MATERIALS PROVIDED:

## BEGIN

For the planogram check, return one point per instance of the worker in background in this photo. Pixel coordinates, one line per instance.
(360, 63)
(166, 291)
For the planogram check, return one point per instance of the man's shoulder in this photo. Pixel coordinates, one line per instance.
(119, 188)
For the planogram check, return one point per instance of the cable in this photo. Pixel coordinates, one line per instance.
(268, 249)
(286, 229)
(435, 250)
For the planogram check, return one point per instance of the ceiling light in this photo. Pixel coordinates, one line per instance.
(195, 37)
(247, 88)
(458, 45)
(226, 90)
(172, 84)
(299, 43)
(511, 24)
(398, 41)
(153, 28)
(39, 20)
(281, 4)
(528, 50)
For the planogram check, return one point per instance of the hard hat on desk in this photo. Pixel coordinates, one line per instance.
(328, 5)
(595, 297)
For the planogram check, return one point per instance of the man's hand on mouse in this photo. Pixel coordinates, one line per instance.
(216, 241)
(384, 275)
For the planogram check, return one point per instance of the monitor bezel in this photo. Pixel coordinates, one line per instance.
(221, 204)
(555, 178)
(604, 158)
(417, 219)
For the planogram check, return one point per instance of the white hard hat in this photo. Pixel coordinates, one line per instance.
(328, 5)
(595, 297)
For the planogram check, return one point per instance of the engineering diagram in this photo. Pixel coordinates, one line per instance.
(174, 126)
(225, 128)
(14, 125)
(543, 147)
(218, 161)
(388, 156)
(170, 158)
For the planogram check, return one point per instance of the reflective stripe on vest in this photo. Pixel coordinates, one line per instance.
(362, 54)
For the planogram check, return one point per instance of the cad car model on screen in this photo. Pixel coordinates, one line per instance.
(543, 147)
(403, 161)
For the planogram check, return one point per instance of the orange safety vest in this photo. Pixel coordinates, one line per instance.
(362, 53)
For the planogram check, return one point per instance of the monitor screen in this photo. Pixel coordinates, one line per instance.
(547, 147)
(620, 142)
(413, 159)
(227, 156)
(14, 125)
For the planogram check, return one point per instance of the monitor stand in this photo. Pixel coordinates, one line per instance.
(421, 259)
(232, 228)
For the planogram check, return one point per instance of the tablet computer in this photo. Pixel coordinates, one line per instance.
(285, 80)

## END
## BEGIN

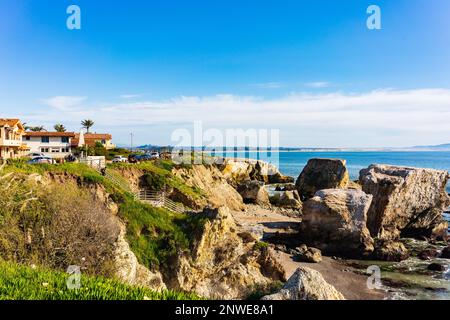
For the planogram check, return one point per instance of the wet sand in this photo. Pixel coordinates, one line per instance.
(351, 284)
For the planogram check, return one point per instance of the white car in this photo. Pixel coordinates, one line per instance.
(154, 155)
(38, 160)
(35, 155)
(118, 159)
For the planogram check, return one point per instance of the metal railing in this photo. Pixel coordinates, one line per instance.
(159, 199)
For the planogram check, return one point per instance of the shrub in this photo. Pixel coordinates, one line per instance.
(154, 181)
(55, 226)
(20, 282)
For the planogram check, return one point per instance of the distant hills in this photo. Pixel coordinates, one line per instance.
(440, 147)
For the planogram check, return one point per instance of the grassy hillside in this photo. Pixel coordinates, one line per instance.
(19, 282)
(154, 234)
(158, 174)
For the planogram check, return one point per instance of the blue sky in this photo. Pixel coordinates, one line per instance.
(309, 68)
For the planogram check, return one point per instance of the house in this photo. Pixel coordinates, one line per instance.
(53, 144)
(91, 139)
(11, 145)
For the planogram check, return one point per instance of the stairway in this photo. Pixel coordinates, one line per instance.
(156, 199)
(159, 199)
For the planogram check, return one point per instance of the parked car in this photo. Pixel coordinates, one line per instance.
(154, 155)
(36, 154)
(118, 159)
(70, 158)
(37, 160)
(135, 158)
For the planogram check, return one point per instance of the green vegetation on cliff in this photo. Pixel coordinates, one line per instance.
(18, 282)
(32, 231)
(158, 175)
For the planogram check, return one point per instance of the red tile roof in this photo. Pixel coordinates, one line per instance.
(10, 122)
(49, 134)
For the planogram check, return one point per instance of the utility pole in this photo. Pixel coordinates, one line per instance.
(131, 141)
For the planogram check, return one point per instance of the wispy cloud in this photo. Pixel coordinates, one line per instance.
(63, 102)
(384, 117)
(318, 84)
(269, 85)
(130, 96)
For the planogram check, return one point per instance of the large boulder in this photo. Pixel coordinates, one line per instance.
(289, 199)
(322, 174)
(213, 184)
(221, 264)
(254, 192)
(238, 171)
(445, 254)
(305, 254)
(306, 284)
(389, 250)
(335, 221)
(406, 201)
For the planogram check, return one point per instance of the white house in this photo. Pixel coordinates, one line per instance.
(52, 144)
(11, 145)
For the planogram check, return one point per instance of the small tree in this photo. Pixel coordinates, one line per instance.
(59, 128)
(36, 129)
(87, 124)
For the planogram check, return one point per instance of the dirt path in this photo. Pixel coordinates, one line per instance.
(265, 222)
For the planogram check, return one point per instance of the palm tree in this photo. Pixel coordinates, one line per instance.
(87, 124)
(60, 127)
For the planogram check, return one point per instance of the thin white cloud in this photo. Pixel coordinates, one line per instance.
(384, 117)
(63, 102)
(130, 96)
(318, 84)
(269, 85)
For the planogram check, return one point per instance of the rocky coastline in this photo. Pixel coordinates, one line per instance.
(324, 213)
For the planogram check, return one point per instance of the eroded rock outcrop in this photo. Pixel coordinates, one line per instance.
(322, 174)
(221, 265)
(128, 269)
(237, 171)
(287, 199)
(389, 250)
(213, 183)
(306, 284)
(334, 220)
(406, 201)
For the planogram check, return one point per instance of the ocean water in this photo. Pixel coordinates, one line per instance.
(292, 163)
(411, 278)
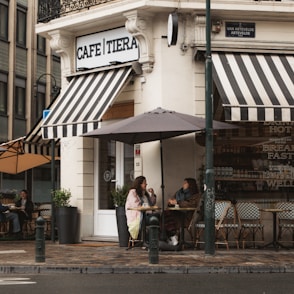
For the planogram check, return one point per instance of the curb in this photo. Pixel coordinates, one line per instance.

## END

WHAT YOU SHOULD DO: Render everything from the line containing "of the palm" down to the line containing "of the curb" as a numbered list, with blank lines left out. Leave the pictures out.

TASK SOLUTION:
1. For the planogram check, return one point per instance of the palm tree in this photo. Pixel coordinates, one line per instance.
2. (87, 124)
3. (60, 127)
4. For the planogram check, return one point per instance of the thin white cloud in this photo. Pixel coordinates, one line per instance.
5. (384, 117)
6. (63, 102)
7. (130, 96)
8. (318, 84)
9. (269, 85)
10. For the planogram check, return one point per instance of the rocky coastline in this photo. Pixel coordinates, one line per instance.
11. (324, 213)
12. For the planogram check, return one point per instance of the eroded rock outcrop in this photo. Pixel coordinates, one line per instance.
13. (322, 174)
14. (221, 265)
15. (128, 269)
16. (237, 171)
17. (287, 199)
18. (389, 250)
19. (213, 183)
20. (306, 284)
21. (334, 220)
22. (406, 201)
23. For the planogram check, return one point per instance of the ocean water in this photo. Pixel coordinates, one line per instance.
24. (292, 163)
25. (411, 278)
26. For the planogram check, return one point per instance of the curb in this photo. Pixel coordinates, one line per instance.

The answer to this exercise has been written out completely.